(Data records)
★ ★ ★ ★ ★ ★ ★

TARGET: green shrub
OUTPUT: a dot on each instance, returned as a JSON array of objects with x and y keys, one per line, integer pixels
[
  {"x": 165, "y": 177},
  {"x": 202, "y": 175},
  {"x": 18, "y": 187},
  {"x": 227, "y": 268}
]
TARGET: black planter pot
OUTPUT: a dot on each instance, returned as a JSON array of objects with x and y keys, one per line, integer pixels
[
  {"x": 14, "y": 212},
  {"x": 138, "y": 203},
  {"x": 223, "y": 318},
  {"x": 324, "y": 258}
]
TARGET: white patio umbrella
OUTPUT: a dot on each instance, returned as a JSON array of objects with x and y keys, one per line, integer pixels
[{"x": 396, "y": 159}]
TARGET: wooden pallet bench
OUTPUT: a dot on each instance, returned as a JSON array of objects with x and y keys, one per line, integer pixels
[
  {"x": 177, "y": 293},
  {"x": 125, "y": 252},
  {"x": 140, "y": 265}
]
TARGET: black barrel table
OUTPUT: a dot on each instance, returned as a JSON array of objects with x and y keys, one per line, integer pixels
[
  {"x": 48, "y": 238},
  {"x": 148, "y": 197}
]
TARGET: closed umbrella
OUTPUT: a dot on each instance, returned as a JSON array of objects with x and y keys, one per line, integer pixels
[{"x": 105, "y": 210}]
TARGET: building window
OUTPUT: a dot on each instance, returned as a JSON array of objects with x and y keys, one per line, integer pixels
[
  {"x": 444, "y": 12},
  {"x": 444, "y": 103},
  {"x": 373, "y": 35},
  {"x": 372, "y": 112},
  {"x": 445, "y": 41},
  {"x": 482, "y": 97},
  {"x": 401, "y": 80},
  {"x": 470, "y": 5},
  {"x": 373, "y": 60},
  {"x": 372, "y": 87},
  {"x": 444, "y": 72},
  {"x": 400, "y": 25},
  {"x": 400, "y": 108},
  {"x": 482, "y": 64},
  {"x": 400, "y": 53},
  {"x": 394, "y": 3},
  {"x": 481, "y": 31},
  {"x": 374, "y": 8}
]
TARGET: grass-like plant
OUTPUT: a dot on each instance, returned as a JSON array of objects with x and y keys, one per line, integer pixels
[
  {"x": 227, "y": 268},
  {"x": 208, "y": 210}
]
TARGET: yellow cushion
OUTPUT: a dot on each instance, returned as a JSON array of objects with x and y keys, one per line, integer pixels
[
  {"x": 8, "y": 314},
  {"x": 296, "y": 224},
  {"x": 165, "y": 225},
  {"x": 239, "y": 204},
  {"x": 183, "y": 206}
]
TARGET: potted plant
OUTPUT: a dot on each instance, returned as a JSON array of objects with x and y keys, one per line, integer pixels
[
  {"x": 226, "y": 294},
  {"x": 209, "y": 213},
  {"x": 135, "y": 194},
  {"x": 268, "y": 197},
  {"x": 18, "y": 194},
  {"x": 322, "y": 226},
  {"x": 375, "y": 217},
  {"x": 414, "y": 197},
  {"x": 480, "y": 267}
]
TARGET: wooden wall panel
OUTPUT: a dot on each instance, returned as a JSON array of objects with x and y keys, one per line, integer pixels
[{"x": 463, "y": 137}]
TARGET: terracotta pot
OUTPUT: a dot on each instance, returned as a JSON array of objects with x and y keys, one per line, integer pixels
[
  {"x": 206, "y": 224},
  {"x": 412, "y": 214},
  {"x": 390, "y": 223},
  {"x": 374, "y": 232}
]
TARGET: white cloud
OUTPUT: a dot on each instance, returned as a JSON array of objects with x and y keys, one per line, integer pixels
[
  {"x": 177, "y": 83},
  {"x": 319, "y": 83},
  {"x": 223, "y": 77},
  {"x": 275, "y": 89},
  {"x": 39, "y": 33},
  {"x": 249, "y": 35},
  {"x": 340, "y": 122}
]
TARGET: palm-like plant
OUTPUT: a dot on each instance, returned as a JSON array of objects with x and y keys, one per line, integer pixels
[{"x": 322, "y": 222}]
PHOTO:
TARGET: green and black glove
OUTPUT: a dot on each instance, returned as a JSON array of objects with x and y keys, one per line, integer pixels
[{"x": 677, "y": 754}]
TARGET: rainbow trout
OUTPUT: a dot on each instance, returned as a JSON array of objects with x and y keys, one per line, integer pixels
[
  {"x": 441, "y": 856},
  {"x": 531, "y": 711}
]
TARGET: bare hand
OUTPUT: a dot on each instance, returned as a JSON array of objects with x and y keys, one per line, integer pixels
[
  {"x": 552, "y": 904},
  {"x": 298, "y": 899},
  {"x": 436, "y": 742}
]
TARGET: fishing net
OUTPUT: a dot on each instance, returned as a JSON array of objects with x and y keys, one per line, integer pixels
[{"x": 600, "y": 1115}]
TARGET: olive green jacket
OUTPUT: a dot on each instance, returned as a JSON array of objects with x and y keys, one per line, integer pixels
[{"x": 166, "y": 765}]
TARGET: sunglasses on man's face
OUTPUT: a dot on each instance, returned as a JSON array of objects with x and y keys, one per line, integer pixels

★ ★ ★ ★ ★ ★ ★

## [Your goal]
Retyping every line above exactly is all that is needed.

## [Written response]
TARGET: green shrub
OUTPUT: a dot on each instance, returned as a JSON array of objects with x and y keys, one per line, integer pixels
[
  {"x": 165, "y": 177},
  {"x": 202, "y": 175},
  {"x": 18, "y": 187},
  {"x": 227, "y": 268}
]
TARGET: black planter pot
OUTPUT: a dot on each instance, returned as a JSON array of objects with x and y keys, one per line, integer pixels
[
  {"x": 14, "y": 212},
  {"x": 138, "y": 203},
  {"x": 223, "y": 318},
  {"x": 324, "y": 258}
]
TARGET: white patio umbrella
OUTPUT: a dot on each instance, returned as a JSON array of objects with x and y keys, one per line, integer pixels
[{"x": 396, "y": 159}]
TARGET: wooden pallet bench
OUTPUT: a dot on each instance, returned as a JSON array of objects with x and y keys, one per line, integer pixels
[
  {"x": 177, "y": 293},
  {"x": 125, "y": 252},
  {"x": 140, "y": 265}
]
TARGET: black barrel table
OUTPUT: a dot on each instance, returned as a JSON array of objects with x and y keys, one per line, integer pixels
[
  {"x": 48, "y": 238},
  {"x": 148, "y": 197}
]
TARGET: closed umbrella
OUTPUT: a dot on each instance, returned as a JSON array of objects with x and y keys, one per line, integer pixels
[{"x": 105, "y": 210}]
TARGET: building window
OUTPUT: a dot on each instance, returned as a JSON array of objects with x and y keys, one per line, integer pixels
[
  {"x": 444, "y": 12},
  {"x": 444, "y": 103},
  {"x": 373, "y": 35},
  {"x": 372, "y": 112},
  {"x": 445, "y": 41},
  {"x": 482, "y": 97},
  {"x": 401, "y": 80},
  {"x": 470, "y": 5},
  {"x": 373, "y": 60},
  {"x": 372, "y": 87},
  {"x": 444, "y": 72},
  {"x": 400, "y": 25},
  {"x": 400, "y": 108},
  {"x": 482, "y": 64},
  {"x": 400, "y": 53},
  {"x": 394, "y": 3},
  {"x": 481, "y": 31},
  {"x": 374, "y": 8}
]
TARGET: grass-like plant
OUTPUT: a dot on each instance, returned as a JSON array of objects with x and y keys, one per line, integer pixels
[
  {"x": 227, "y": 268},
  {"x": 208, "y": 210}
]
TARGET: yellow cushion
OUTPUT: a dot on each instance, returned as a JSON array of objects with x and y keys, one per line, integer pixels
[
  {"x": 8, "y": 314},
  {"x": 296, "y": 224},
  {"x": 165, "y": 225},
  {"x": 239, "y": 204},
  {"x": 183, "y": 206}
]
TARGET: potted plant
OUTPUT: a dot on each instance, returned as a JSON array of objects with x and y keys, one per line, integer pixels
[
  {"x": 226, "y": 294},
  {"x": 209, "y": 213},
  {"x": 135, "y": 194},
  {"x": 268, "y": 197},
  {"x": 18, "y": 194},
  {"x": 322, "y": 226},
  {"x": 375, "y": 217},
  {"x": 414, "y": 197},
  {"x": 480, "y": 267}
]
TARGET: wooden wall panel
OUTPUT: a dot on each instance, returned as a JSON array of objects with x and y keys, one per line, integer pixels
[{"x": 463, "y": 137}]
TARGET: terracotta pot
OUTPUT: a dot on each instance, returned as a JSON array of objects with x and y keys, one per line, integer pixels
[
  {"x": 206, "y": 224},
  {"x": 412, "y": 214},
  {"x": 390, "y": 223},
  {"x": 374, "y": 232}
]
TARGET: white cloud
OUTPUT: a dot on each instance, returned as a JSON array of objects with x and y keys, one per line, integer pixels
[
  {"x": 177, "y": 83},
  {"x": 319, "y": 83},
  {"x": 223, "y": 77},
  {"x": 275, "y": 89},
  {"x": 39, "y": 33},
  {"x": 249, "y": 35},
  {"x": 340, "y": 122}
]
TARGET: palm-like plant
OUTPUT: a dot on each instance, returned as a JSON array of objects with x and y keys, one per line, integer pixels
[{"x": 322, "y": 222}]
PHOTO:
TARGET: green and black glove
OUTPUT: a dot on each instance, returned as a JSON array of objects with x and y keys, one per line, integer pixels
[{"x": 677, "y": 754}]
TARGET: rainbow trout
OUTPUT: a dot on each instance, returned as a JSON array of objects with x and y keys, one per line, integer pixels
[
  {"x": 441, "y": 856},
  {"x": 531, "y": 711}
]
TARGET: bare hand
OUTPUT: a dot on each instance, returned as a JSON array of objects with x and y keys, one per line, integer pixels
[
  {"x": 552, "y": 904},
  {"x": 298, "y": 899},
  {"x": 436, "y": 742}
]
TARGET: fishing net
OUTPUT: a dot on each instance, returned as a JSON array of objects with x and y keys, one per line, integer pixels
[{"x": 600, "y": 1115}]
TARGET: olive green jacket
OUTPUT: a dot on each instance, returned as a JSON array of objects with x and y keys, one per line, integer pixels
[{"x": 166, "y": 765}]
TARGET: sunglasses on man's face
OUTPUT: a dot on each instance, returned as a JSON array of objects with x and y keys, one per line, integer pixels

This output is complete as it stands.